Selected text
■ ■ ■ ■ ■ ■ ■

Physicists and chemists often combine the entropy and energy of a system to form a definition of its free energy.37 For spontaneous processes, a change in free energy is always negative. Harold Morowitz estimated the probability that a bacterial cell might have originated through thermal fluctuations, and determined that the probability of spontaneously going from low to high, when every other system was spontaneously going from high to low, was on the order of one part in ten to the power of a hundred billion.38 This number represents a least upper bound since it measures the smallest increase in free energy needed to form a bacterial cell. And, of course, the probability is essentially zero.
Nature would not have allowed a cell to form near-equilibrium.
If not near-equilibrium, then, perhaps, far from it? In what are termed nonequilibrium dissipative systems, energy or mass enters the system and then leaves, and this flow spontaneously generates the order characteristic of the roll patterns in boiling water, the funnel of a tornado, or the wave patterns in the Belousov–Zhabotinsky reaction.39 Self-organizing patterns are often seen in nonlinear systems.40 Transitions occur when a control parameter crosses a critical value. Biologists, at once, suggested that something similar might explain the origin of life.41 England’s framework has offered new hope that the thermodynamic challenges could be overcome as a result of the new principles of self-organization identified in his experiments.
England’s simulation of particles hopping barriers demonstrates how transitions are more favored if they dissipate greater amounts of energy. And his model of a network of springlike bonds forming and breaking demonstrates how such networks can self-organize to better absorb and then dissipate energy. But the key challenge in OOL research lies in explaining how a system could extract energy from the environment and then direct it toward increasing its internal free-energy non-transiently. England’s experiments do not address this concern, for the energy absorbed is almost immediately dissipated away.
Experiments on chemically driven reaction networks do demonstrate a progression toward higher free-energy states, but at the expense of incorporating in various models the core components of a fully formed cell. All cells accomplish the goal of maintaining a high-free-energy state against opposing thermodynamic forces by employing complex molecular machinery and finely tuned chemical networks to convert one form of energy from the environment into high-energy molecules. The energy from the breakdown of these energy-currency molecules is directed toward powering targeted chemical reactions. The energy coupling is accomplished through complex enzymes and other proteins comprised of information-rich amino-acid sequences.42
England’s forcing terms are simply proxies for molecular engines and enzymes in the living cell. England directly compares the concentration dependences of the forcing terms to cellular metabolic pathways with feedback control.43 This research does not explain the OOL because it assumes that the central challenges of energy production and its coupling to specific sets of processes have already been solved.
England’s derived mathematical relationship for the ratio of the reverse to forward probabilities for transitions demonstrates that a system will tend to move in the direction of increasing total entropy. This is not controversial. Still, the formation of a cell represents a dramatic decrease in total entropy. England’s relationship can be rewritten using Jensen’s inequality and other straightforward steps to yield
PCell < eΔSeβΔQ,
where PCell is the probability for a cell forming from simple chemicals.44 The ΔS term represents the corresponding drop in internal entropy. The ΔQ term represents the energy that must be absorbed from the environment during the formation of the cell. Both ΔS and ΔQ take on large negative values. Note how the probability equals those from the Evans–Searles and Crooks theorems multiplied together. The chance for a cell forming in a nonequilibrium system can now be estimated. Determining the drop in entropy associated with abiogenesis is extremely challenging, so few have attempted rigorous calculations. Morowitz performed a crude estimate of the reduction in a cell associated with the formation of macromolecules. His approximation was on the order of 0.1 cal/deg-gm.45 This quantity corresponds in a bacterium46 to an entropy reduction of greater than 1010 nats, which yields a probability, ignoring the heat term, of less than one in ten to the power of a billion.

■ ■ ■ ■ ■ ■ ■

[Image point grounding listing]
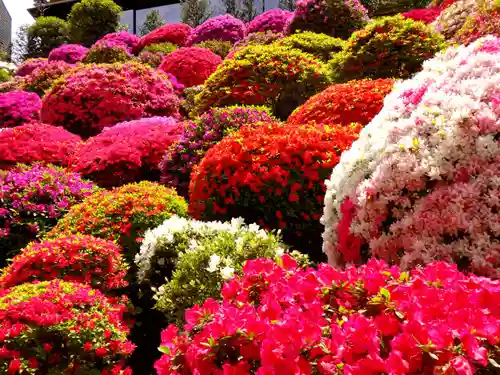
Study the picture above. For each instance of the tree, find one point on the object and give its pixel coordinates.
(153, 21)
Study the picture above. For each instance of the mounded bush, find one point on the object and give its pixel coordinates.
(389, 47)
(33, 199)
(80, 259)
(200, 135)
(345, 103)
(425, 187)
(36, 142)
(337, 18)
(279, 77)
(61, 326)
(271, 174)
(122, 214)
(127, 152)
(371, 320)
(92, 97)
(18, 107)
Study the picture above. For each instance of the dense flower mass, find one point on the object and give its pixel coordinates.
(18, 107)
(36, 142)
(279, 77)
(127, 152)
(92, 97)
(33, 199)
(122, 214)
(200, 135)
(425, 188)
(355, 101)
(81, 259)
(191, 65)
(64, 327)
(224, 27)
(271, 174)
(279, 319)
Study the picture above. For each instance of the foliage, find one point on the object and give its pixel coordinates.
(122, 214)
(127, 152)
(389, 47)
(80, 259)
(92, 97)
(58, 327)
(18, 107)
(277, 318)
(424, 188)
(202, 134)
(279, 77)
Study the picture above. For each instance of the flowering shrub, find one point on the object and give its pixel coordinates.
(337, 18)
(271, 174)
(122, 214)
(81, 259)
(225, 27)
(279, 77)
(273, 20)
(200, 136)
(69, 53)
(64, 327)
(92, 97)
(355, 101)
(389, 47)
(411, 195)
(18, 107)
(33, 199)
(192, 65)
(277, 318)
(127, 152)
(36, 142)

■ ■ ■ ■ ■ ■ ■

Tasks for this exercise
1/ Answer from the passage on cell formation and free energy:
(a) What did Harold Morowitz estimate the probability of?
(b) Which reaction is named as producing wave patterns in a nonequilibrium dissipative system?
(c) What does the ΔQ term represent?
2/ Rewrite the passage on cell formation and free energy, starting at "If not near-equilibrium, then, perhaps, far" and ending at "in his experiments.", and swap "Biologists" for "Researchers".

Task-by-task outputs
1/
(a) That a bacterial cell might have originated through thermal fluctuations.
(b) The Belousov–Zhabotinsky reaction.
(c) The energy that must be absorbed from the environment during the formation of the cell.

2/
If not near-equilibrium, then, perhaps, far from it? In what are termed nonequilibrium dissipative systems, energy or mass enters the system and then leaves, and this flow spontaneously generates the order characteristic of the roll patterns in boiling water, the funnel of a tornado, or the wave patterns in the Belousov–Zhabotinsky reaction.39 Self-organizing patterns are often seen in nonlinear systems.40 Transitions occur when a control parameter crosses a critical value. Researchers, at once, suggested that something similar might explain the origin of life.41 England’s framework has offered new hope that the thermodynamic challenges could be overcome as a result of the new principles of self-organization identified in his experiments.